#### [Given instruction]
Gather every line of the records below that contains the string "drinking", and copy each one out in full.

━━━━━ Exercise material ━━━━━

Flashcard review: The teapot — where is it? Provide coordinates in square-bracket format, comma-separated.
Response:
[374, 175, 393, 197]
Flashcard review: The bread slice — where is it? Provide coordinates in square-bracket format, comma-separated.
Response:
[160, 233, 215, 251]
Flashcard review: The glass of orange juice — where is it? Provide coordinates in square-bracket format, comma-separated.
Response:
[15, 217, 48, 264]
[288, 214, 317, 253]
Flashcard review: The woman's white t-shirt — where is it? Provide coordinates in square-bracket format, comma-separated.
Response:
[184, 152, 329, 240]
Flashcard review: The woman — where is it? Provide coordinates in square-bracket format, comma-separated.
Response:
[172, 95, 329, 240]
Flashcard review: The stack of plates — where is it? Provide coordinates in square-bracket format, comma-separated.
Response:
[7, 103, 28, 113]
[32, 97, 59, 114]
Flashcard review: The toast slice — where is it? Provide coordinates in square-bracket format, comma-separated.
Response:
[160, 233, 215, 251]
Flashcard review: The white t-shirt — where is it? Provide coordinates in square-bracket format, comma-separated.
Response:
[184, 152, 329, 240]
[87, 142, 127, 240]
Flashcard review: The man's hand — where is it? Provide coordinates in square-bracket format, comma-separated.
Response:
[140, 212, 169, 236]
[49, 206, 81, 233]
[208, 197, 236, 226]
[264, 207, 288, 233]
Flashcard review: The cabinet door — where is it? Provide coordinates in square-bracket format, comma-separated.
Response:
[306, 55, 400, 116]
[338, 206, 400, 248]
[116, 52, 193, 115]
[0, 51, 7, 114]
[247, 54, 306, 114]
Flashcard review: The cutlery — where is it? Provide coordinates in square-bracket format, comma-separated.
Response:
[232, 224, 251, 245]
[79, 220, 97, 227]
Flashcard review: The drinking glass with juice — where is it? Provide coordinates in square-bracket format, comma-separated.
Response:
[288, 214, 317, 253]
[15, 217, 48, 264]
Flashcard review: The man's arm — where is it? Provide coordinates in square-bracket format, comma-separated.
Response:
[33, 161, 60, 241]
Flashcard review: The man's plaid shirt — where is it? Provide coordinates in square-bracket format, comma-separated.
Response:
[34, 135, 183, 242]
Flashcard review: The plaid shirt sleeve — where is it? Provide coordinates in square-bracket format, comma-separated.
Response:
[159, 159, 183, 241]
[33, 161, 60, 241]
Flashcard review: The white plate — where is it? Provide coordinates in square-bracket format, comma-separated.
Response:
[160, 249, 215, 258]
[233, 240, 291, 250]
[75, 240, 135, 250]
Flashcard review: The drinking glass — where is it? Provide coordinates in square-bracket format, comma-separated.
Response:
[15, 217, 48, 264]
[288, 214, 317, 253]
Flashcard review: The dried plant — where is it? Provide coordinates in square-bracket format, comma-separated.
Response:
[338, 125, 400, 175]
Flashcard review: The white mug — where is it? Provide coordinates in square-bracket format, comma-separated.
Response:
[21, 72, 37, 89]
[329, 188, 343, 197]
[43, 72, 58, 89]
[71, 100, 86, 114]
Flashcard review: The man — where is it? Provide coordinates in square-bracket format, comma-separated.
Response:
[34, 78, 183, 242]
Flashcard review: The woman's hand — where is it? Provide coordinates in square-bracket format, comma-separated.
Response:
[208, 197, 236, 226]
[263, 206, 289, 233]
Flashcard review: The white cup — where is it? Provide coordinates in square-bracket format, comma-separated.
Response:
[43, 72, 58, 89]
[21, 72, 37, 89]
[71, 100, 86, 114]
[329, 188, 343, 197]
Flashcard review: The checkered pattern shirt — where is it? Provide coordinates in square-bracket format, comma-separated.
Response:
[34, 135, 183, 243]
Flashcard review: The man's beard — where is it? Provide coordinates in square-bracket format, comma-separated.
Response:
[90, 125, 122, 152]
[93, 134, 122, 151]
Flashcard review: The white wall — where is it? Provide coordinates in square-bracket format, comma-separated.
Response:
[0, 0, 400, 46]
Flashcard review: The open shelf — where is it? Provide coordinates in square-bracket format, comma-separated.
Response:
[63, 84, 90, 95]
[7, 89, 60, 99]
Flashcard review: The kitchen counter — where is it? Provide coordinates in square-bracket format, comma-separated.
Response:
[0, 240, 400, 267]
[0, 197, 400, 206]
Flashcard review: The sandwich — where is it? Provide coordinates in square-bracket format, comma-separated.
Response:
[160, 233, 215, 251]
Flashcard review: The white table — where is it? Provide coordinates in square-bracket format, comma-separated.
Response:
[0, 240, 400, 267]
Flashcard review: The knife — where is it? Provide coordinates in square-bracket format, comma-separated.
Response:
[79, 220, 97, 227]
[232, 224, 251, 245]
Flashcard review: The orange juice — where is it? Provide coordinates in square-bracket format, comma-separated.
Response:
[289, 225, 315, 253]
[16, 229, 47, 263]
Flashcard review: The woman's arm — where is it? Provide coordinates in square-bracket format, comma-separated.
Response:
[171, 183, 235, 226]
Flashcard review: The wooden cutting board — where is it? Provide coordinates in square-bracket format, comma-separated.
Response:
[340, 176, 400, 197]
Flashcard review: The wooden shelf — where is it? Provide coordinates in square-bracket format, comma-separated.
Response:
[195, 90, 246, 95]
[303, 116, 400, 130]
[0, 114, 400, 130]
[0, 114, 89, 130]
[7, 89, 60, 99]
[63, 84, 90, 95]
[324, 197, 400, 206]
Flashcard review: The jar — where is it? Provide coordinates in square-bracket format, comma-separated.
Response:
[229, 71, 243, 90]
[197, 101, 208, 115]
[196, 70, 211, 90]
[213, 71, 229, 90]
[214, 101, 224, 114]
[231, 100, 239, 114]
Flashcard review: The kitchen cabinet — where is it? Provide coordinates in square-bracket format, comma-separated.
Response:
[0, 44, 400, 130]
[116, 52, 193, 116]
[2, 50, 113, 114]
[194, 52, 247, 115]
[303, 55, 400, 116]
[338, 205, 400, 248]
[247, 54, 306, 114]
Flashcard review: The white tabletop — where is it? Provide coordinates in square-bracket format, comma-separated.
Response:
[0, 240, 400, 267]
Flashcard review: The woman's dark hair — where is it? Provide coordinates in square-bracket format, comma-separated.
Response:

━━━━━

#### [Task output]
Flashcard review: The drinking glass with juice — where is it? Provide coordinates in square-bracket format, comma-separated.
Flashcard review: The drinking glass — where is it? Provide coordinates in square-bracket format, comma-separated.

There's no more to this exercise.